Rescale the entries from the line with "of the water" up to and including the line with "79], [211, 81]]". Write every one of those lines out again in full, multiplying each coordinate in the bracketed point lists by 1.8 and rounding to whole numbers with halves rounded up, and give only those lines.

** Begin **

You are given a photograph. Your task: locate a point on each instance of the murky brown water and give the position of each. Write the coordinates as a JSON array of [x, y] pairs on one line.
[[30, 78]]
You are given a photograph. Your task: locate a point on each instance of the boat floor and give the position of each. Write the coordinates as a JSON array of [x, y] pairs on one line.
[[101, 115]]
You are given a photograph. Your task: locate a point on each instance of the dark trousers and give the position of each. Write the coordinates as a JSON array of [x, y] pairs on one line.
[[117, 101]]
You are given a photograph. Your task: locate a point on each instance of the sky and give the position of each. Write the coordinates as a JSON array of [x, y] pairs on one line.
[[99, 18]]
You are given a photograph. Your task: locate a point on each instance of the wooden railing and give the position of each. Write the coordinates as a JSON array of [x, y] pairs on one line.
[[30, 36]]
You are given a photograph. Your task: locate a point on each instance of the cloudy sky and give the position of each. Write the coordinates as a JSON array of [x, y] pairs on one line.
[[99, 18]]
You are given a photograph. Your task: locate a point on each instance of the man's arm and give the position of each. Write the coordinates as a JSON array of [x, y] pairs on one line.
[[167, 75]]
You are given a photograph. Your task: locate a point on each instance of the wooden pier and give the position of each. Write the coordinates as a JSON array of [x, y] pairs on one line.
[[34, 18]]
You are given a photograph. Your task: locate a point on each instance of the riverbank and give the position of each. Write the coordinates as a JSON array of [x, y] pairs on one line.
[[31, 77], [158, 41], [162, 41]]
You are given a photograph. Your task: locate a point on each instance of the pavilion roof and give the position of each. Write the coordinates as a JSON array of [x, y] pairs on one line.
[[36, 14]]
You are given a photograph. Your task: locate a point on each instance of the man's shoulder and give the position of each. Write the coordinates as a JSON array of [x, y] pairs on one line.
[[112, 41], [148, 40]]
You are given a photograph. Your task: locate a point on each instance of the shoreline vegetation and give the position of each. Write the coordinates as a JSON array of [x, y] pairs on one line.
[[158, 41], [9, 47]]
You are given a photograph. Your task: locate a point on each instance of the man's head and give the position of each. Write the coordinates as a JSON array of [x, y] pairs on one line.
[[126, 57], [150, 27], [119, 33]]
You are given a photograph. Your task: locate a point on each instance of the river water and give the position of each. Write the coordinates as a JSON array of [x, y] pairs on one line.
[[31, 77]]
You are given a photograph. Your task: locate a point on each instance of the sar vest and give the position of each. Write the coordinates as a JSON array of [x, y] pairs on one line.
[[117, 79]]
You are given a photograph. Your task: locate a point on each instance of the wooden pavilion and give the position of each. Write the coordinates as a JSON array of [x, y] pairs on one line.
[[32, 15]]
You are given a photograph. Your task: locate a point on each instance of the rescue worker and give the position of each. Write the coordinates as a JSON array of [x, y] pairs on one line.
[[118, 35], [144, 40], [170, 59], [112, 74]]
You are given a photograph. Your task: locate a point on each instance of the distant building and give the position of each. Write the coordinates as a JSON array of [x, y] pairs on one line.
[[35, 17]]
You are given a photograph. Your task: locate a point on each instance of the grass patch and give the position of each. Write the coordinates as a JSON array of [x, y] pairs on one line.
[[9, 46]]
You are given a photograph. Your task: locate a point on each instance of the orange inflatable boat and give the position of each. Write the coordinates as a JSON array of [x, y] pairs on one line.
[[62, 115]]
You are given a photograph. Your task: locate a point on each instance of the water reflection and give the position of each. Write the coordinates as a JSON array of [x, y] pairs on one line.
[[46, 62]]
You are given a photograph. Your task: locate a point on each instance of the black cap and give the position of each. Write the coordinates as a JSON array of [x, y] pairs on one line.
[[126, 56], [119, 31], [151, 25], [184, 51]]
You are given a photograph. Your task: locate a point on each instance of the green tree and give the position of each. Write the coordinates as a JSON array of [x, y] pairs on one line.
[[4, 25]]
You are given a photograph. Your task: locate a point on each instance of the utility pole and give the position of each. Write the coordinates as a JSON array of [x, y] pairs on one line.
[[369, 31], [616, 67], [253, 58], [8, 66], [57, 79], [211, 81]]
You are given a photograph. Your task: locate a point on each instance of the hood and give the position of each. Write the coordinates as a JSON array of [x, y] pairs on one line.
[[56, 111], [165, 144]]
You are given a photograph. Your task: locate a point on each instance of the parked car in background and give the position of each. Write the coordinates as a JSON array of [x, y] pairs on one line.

** End **

- _Written response_:
You are given a photograph. Your task: locate a point on each instance of the water reflection and give the position of each. Write the coordinates as a JSON array of [x, y] pairs on one line.
[[83, 112]]
You are given a photograph. Your task: locate a point on each instance of the black cap and give the position of each. Write the coordinates as a JSON array of [x, y] pairs on one line.
[[227, 101], [214, 56], [272, 45], [331, 92]]
You are given a photograph. Your task: locate a point on each instance of the green tree and give the position of each. Write the coordinates as a JSON array of [x, y] pairs on one line.
[[7, 45]]
You are given a photograph. Your task: locate a point on each instance of the utility pole and give the position of each. Write the coordinates as a JSON array of [x, y] pairs on one line.
[[664, 56], [1109, 121], [455, 104], [14, 119], [103, 142], [380, 146]]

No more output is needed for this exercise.